(What the task requires):
Decide whether each statement agrees with the passage about Jack and his counselor Terry below: (a) Terry gives Jack a pair of Nike shoes, (b) Jack is 21 years old when he is freed, (c) Andrew Garfield plays Jack as a child in the flashbacks. Answer yes or no for each, and quote the passage's deciding words.

(Selected passage):
“They said I could choose my own name.” Seated at a table across from Terry (Peter Mullan), the dark-haired young man ponders the possibilities. Terry, meantime, puts a bag in front of him. Inside is a present, a pair of Nike “Escapes.” Terry smiles warmly: “Kind of appropriate, don’t you think?”
The idea that Jack (Andrew Garfield) — the name the young man selects — might be able to escape, to start again, to leave behind his own terrible past, is certainly hopeful. Terry is Jack’s counselor, and has guided him through a turbulent adolescence, during which the boy underwent intensive therapy and social retraining. Now freed at last, Jack looks to be the successful result of years of such sorting out. Shy, nervous, and unsure of himself, 24-year-old Jack accepts Terry’s gift and his assurances that everything will be all right.
Of course, this can’t happen. Boy A is the name given in British newspapers and court documents to the child Jack once was, the child who helped his best friend commit a terrible murder of a female classmate (a crime that is revealed gradually, though the suspense lies not in what he has done, but in how he will be found out, as an adult). Released from a juvenile facility and assigned a new identity, Jack’s sorting out is a perpetual and uneven process. Some of this process is conveyed by a kind of direct access to Jack’s fears and worries, in the form of carefully composed flashbacks (in which he’s played as a child by Alfie Owen). That’s not to say such literal evocations are necessary to convey Jack’s struggle: when his first request on his release is to visit “Philip’s grave,” you know his relationship with the sociopathic best friend was not easily resolved. “Was it guilt, you think?” Jack wonders about Philip’s suicide. “A way of saying, ‘Sorry’? Was he sick of the world?”

(Data extract):
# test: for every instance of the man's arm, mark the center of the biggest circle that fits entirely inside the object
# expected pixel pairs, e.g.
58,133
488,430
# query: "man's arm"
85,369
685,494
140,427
---
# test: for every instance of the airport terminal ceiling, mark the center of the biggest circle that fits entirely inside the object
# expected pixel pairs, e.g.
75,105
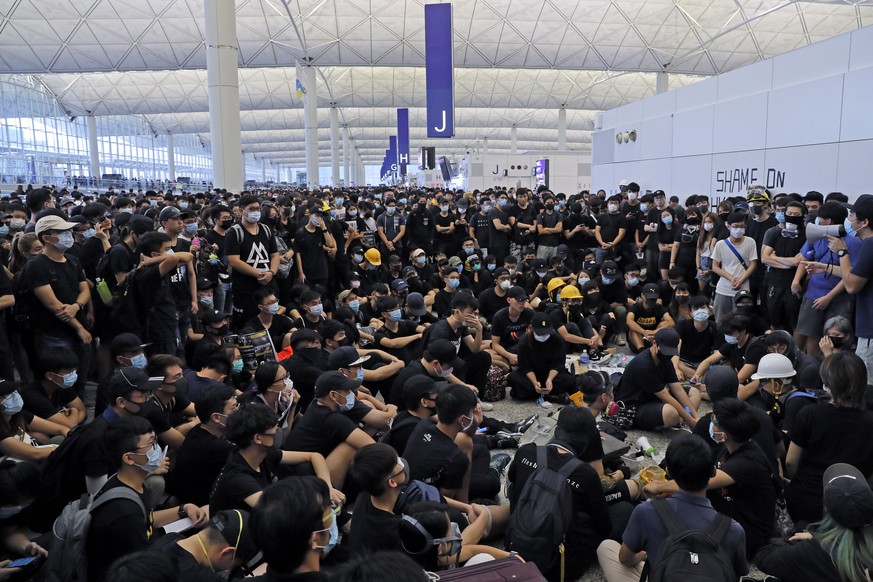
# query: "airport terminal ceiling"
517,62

(Final answer):
(a) Yes: "Inside is a present, a pair of Nike “Escapes.”"
(b) No: "24-year-old Jack accepts Terry’s gift"
(c) No: "in which he’s played as a child by Alfie Owen"